Termina el año litúrgico, y lo hacemos celebrando
la festividad de Cristo Rey. No es una fiesta muy antigua, tiene menos de un
siglo. La instituyó Pío IX en 1925, e inicialmente se celebraba el domingo
anterior a la fiesta de Todos los Santos (1 de noviembre). Fue la reforma
litúrgica del Concilio Vaticano II la que decidió cerrar el año con esta festividad,
para subrayar la victoria final de Jesús. Aunque la fiesta es la misma, las
lecturas varían en los tres ciclos y cada año ofrece un aspecto distinto de la realeza
de Jesús.
¿Qué
une a las dos lecturas principales de hoy? La concepción del rey como salvador
en medio de las dificultades.
David, el rey salvador
La
primera lectura (2 Samuel 5, 1-3) sólo se comprende recordando los
acontecimientos previos. Años atrás, el primer rey israelita, Saúl, ha muerto
luchando contra los filisteos. Le ha sucedido un hijo bastante inútil, Isbaal,
y el poder se concentra en las manos del general Abner. Pero tensiones internas
y externas llevarán al asesinato de Abner y, más tarde, de Isbaal. Las tribus
del norte, sin rey ni general, se sienten desconcertadas. Y consideran que la
única solución es ofrecerle el trono a David, que ya es rey de Judá desde hace
siete años. Y se dirigen a la que entonces era capital de Judá, Hebrón (Jerusalén
todavía no había sido conquistada).
En aquellos días, todas las tribus de Israel fueron a Hebrón a ver a David y le dijeron:
‒ Hueso tuyo y carne tuya somos; ya hace tiempo, cuando todavía Saúl era nuestro rey, eras tú quien dirigías las entradas y salidas de Israel. Además el Señor te ha prometido: "Tú serás el pastor de mi pueblo Israel, tú serás el jefe de Israel."
Todos
los ancianos de Israel fueron a Hebrón a ver al rey, y el rey David hizo con
ellos un pacto en Hebrón, en presencia del Señor, y ellos ungieron a David como
rey de Israel.
Nosotros
leemos estas palabras sin darle especial importancia. Pero el que los del norte
vengan a buscar la salvación en el rey del sur era entonces como si Mas le
pidiera a Rajoy que fuera presidente de la Generalitat de Cataluña. Algo inaudito,
que sólo se explica por la necesidad urgente de un rey que los salve.

_TAREAS PROPUESTAS:_
1. Copia del texto sobre la fiesta de Cristo Rey todo lo que va desde "En aquellos días, todas" hasta "que los salve.", y sustituye "ancianos" por "jefes".
2. Indica si cada afirmación concuerda con el texto sobre la fiesta de Cristo Rey y cita las palabras del texto que lo deciden.
(a) Al principio, la fiesta de Cristo Rey se celebraba el domingo anterior a la fiesta de Todos los Santos.
(b) Las lecturas de la fiesta son las mismas todos los años.
(c) Cuando las tribus fueron a ver a David, la capital de Judá era Jerusalén.
3. Responde según el texto sobre la fiesta de Cristo Rey:
(a) ¿Quién fue el primer rey israelita?
(b) ¿Desde hace cuántos años era David rey de Judá?
(c) ¿Dónde hizo el rey David un pacto con los ancianos de Israel?
Los datos no intervienen en este ejercicio.

_DATOS APORTADOS:_

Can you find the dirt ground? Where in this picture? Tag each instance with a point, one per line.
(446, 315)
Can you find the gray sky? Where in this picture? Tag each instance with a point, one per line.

_SOLUCIONES:_
1.
En aquellos días, todas las tribus de Israel fueron a Hebrón a ver a David y le dijeron:
‒ Hueso tuyo y carne tuya somos; ya hace tiempo, cuando todavía Saúl era nuestro rey, eras tú quien dirigías las entradas y salidas de Israel. Además el Señor te ha prometido: "Tú serás el pastor de mi pueblo Israel, tú serás el jefe de Israel."
Todos
los jefes de Israel fueron a Hebrón a ver al rey, y el rey David hizo con
ellos un pacto en Hebrón, en presencia del Señor, y ellos ungieron a David como
rey de Israel.
Nosotros
leemos estas palabras sin darle especial importancia. Pero el que los del norte
vengan a buscar la salvación en el rey del sur era entonces como si Mas le
pidiera a Rajoy que fuera presidente de la Generalitat de Cataluña. Algo inaudito,
que sólo se explica por la necesidad urgente de un rey que los salve.

2.
(a) Sí: "inicialmente se celebraba el domingo anterior a la fiesta de Todos los Santos".
(b) No: "las lecturas varían en los tres ciclos".
(c) No: "la que entonces era capital de Judá, Hebrón (Jerusalén todavía no había sido conquistada)".

3.
(a) Saúl.
(b) Desde hace siete años.
(c) En Hebrón.